Job: Could you turn these lines into a JSON list of strings, one string per line, leaving out any blank lines?

##### Recorded information

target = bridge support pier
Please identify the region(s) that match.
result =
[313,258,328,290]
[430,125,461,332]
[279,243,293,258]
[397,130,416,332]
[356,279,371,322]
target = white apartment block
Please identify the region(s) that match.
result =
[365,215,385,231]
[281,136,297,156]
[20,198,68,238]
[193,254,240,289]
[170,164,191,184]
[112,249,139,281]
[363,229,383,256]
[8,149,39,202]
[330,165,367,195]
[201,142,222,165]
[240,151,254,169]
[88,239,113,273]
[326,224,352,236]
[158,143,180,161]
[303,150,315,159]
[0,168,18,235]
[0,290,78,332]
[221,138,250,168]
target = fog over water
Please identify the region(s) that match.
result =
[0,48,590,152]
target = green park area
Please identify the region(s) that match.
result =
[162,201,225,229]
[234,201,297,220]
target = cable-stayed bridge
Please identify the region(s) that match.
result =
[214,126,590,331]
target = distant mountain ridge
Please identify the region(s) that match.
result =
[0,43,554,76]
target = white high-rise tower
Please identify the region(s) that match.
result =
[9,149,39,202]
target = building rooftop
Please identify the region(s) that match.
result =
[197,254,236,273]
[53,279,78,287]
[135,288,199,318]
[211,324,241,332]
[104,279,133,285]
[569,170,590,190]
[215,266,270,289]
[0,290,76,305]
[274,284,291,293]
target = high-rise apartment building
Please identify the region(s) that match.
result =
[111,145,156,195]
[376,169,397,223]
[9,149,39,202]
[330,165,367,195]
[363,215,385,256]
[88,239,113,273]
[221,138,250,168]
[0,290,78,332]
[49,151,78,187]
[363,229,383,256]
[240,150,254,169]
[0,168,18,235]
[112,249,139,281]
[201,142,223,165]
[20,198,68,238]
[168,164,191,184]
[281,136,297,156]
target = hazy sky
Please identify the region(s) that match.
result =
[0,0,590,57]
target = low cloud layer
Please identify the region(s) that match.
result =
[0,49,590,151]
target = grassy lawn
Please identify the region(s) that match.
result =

##########

Worked answer:
[
  "target = bridge support pier",
  "Please identify the region(s) that match.",
  "result =",
  "[313,258,328,290]",
  "[430,125,461,332]",
  "[279,243,293,258]",
  "[397,130,416,332]",
  "[356,279,371,322]",
  "target = white apartment block",
  "Please identify the region(s) that match.",
  "result =",
  "[365,215,385,231]",
  "[281,136,297,156]",
  "[20,198,68,238]",
  "[193,254,240,289]",
  "[170,164,191,184]",
  "[112,249,139,281]",
  "[363,229,383,256]",
  "[8,149,39,202]",
  "[330,165,367,195]",
  "[201,142,222,165]",
  "[240,151,254,169]",
  "[88,239,113,273]",
  "[326,224,352,236]",
  "[158,143,180,161]",
  "[303,150,315,159]",
  "[0,168,18,235]",
  "[0,290,78,332]",
  "[221,138,250,168]",
  "target = fog over water",
  "Please identify the region(s) that match.",
  "result =",
  "[0,48,590,152]",
  "target = green park area",
  "Please identify the region(s) that match.",
  "result =",
  "[162,201,225,229]",
  "[234,201,297,220]",
  "target = cable-stayed bridge",
  "Please identify the region(s) that match.",
  "result =",
  "[214,126,590,331]",
  "target = distant mountain ridge",
  "Please identify the region(s) that match.",
  "result =",
  "[0,43,554,76]",
  "target = white high-rise tower",
  "Please identify the region(s) that match.",
  "result =",
  "[9,149,39,202]",
  "target = building rooftop",
  "Please identify the region(s) that match.",
  "result =",
  "[197,254,236,273]",
  "[53,279,78,287]",
  "[135,288,199,318]",
  "[211,324,241,332]",
  "[104,279,133,285]",
  "[569,170,590,190]",
  "[215,266,270,289]",
  "[0,290,76,305]",
  "[274,284,291,293]",
  "target = high-rise apartment building",
  "Please identify the region(s) that match.",
  "result =",
  "[111,145,156,195]",
  "[376,169,397,223]",
  "[9,149,39,202]",
  "[330,165,367,195]",
  "[363,215,385,256]",
  "[88,239,113,273]",
  "[221,138,250,168]",
  "[0,290,78,332]",
  "[49,151,78,187]",
  "[363,229,383,256]",
  "[240,150,254,169]",
  "[0,168,18,235]",
  "[112,249,139,281]",
  "[201,142,223,165]",
  "[20,198,68,238]",
  "[168,164,191,184]",
  "[281,136,297,156]",
  "target = hazy sky",
  "Please identify the region(s) that match.",
  "result =",
  "[0,0,590,57]",
  "target = low cloud layer",
  "Please identify the region(s) that match.",
  "result =",
  "[0,49,590,151]",
  "target = grassy lawn",
  "Please identify the region(s) that match.",
  "result ="
]